The response should contain only those lines of the entries below that include the string "with".

(Dataset entries)
◆ ◆ ◆ ◆ ◆

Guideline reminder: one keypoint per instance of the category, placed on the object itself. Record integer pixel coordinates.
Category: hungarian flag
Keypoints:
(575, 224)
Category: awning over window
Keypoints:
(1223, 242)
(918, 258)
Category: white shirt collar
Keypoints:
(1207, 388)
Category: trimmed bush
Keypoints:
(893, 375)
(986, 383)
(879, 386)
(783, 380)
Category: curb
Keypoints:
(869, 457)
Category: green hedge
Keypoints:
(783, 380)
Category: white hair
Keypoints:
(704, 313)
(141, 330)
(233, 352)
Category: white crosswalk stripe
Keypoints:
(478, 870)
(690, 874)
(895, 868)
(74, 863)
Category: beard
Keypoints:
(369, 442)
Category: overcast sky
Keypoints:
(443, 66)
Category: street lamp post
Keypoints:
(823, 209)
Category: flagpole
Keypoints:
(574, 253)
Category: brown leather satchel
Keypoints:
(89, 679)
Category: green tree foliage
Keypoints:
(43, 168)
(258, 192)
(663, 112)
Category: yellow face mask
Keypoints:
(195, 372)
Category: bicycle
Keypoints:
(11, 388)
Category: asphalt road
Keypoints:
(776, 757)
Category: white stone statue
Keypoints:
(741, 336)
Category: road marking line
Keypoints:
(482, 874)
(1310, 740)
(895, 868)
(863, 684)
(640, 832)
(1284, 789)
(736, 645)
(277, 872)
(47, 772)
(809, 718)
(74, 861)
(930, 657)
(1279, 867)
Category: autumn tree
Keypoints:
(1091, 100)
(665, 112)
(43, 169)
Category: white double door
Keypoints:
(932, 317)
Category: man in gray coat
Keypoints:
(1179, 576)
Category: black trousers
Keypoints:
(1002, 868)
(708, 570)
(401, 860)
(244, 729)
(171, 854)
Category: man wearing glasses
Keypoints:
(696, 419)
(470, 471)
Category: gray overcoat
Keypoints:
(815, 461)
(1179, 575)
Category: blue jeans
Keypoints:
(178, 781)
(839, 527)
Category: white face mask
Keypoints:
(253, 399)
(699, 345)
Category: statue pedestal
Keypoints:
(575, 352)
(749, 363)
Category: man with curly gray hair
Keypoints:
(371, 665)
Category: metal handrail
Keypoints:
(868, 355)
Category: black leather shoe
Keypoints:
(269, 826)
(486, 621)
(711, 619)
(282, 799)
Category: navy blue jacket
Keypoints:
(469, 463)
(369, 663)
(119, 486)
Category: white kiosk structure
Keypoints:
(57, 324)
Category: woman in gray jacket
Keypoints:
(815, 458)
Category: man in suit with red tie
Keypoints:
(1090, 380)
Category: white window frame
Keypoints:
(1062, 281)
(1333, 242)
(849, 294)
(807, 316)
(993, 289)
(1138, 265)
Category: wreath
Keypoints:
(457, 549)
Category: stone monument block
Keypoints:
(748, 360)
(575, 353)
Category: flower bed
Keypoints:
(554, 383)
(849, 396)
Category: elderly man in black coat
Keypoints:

◆ ◆ ◆ ◆ ◆

* TASK SOLUTION:
Category: man with curly gray hair
Category: man in suit with red tie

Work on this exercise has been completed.